2.1.1 Data augmentation

Training from scratch or from a pretrained network, requires a good number of samples of data per class for the CNN to generalize well to the given class. Data augmentation has been used as an artificial means to grow the size of the training data. There are different transformation approaches commonly used: translation, rotation, scaling and reflection [5, 6, 7, 8]. Each contributes differently to the CNN performance. For interested readers, the work by Paulin et al. [25] exemplifies each transformation performance. Since data augmentation is commonly adopted by the deep learning community, it is deemphasized in this work. Therefore, only a translation operation is performed, such that the data are translated by [+ 30, − 30] pixels to create four (4) additional faces shifted to the left, right, top and bottom, per class.

2.1.2 Data alignment and normalization

A common problem of real-world face image data is that face appearance, from the same person frontal view to his/her profile, varies drastically across large poses. Face alignment is used to improve the performance of handcrafted feature extraction algorithms and is currently applied to input faces to deep networks, to set face data of multiple pose variation to a canonical pose. Since removing the existence of pose variability significantly improves recognition performance, this work continues in the trend by using images aligned by the deep funneling method [26, 27]. Also, to make convergence of the network faster while training, the zero-mean and one-standard deviation is adopted. This ensures that the data input parameters are normalized to exhibit the same data distribution.

2.1.3 Color space conversion

In computer vision, color spaces other than RGB, are somewhat robust to lighting changes. Therefore, following on from the work in [10], this study evaluates the color space preprocessors such as, Hue-Saturation-Value (HSV) and YCBCR. The Y represents luminance, Cb and Cr represent the chrominance component. For the CIE La* b*, L is for luminance, while a* and b* for the green–red and blue–yellow color components. The analysis is not only focused on whether the RGB performance was improved, but also addressed the following question: is it possible for a CNN trained on RGB input data to transfer its knowledge to an input data of different color space?

2.1.4 Image degradation

Grey-level resolution is considered as one of the ways an image can be degraded. There are two forms of degradation considered in this paper: degradation by quantization and by image blurring. The degradation by quantization often arises from color quantization which compresses an image grey-level to reduced bit depth. Most online acquired data suffer from color compression because most handheld devices only support a limited number of colors. Two approaches are used: global-based quantization and plane-based quantization. Both employ Otsu’s thresholding method, but the former generates a multiple level threshold vector from an RGB image based on a specified level. The threshold vector values change as the quantization level changes. For example, a 6-bits level quantization (see Fig. 2) means that 6-level threshold values are generated from the entire raw format image and used to quantize the image. The latter takes into consideration that the grey-levels changes from plane-to-plane for an RGB image. Therefore, threshold values are generated for the red, green and blue planes to create a 6-threshold vector in 3-planes, (that is, if the choice of quantization level is 6-levels, for quantizing each plane, respectively). To capture real-world mobile devices data, it will be worth observing, the performance of the deep networks with reduced grey-level. However, this study hypothesizes that the quantization process increases the homogeneity of pixels near to each other, which is expected to increase the discriminative capability of the CNN classifier. It should be known that this study considers preprocessing quantization unlike other approaches of quantization-based CNN within the architecture of the network [14, 15].

————

Stated problem 1:
According to the preprocessing excerpt, which face alignment method produced the images this work uses?
The preprocessing excerpt has no connection to the records that come after it.

Records from a dataset:
————

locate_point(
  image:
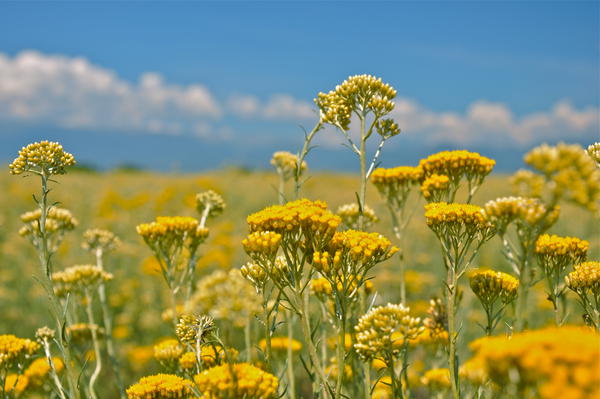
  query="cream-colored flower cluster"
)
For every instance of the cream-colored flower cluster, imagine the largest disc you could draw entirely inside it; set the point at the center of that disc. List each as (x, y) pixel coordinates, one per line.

————

Stated problem 2:
Could you echo all of the dataset records above line for line, leaving the pictures out of your reply?

Complete response 1:
The deep funneling method.

Complete response 2:
locate_point(
  image:
  query="cream-colored flower cluster"
)
For every instance of the cream-colored flower cluster, imagine the largest disc you could draw entirely inside it; set the point at the center of that disc. List each as (x, y) pixel coordinates, one per line.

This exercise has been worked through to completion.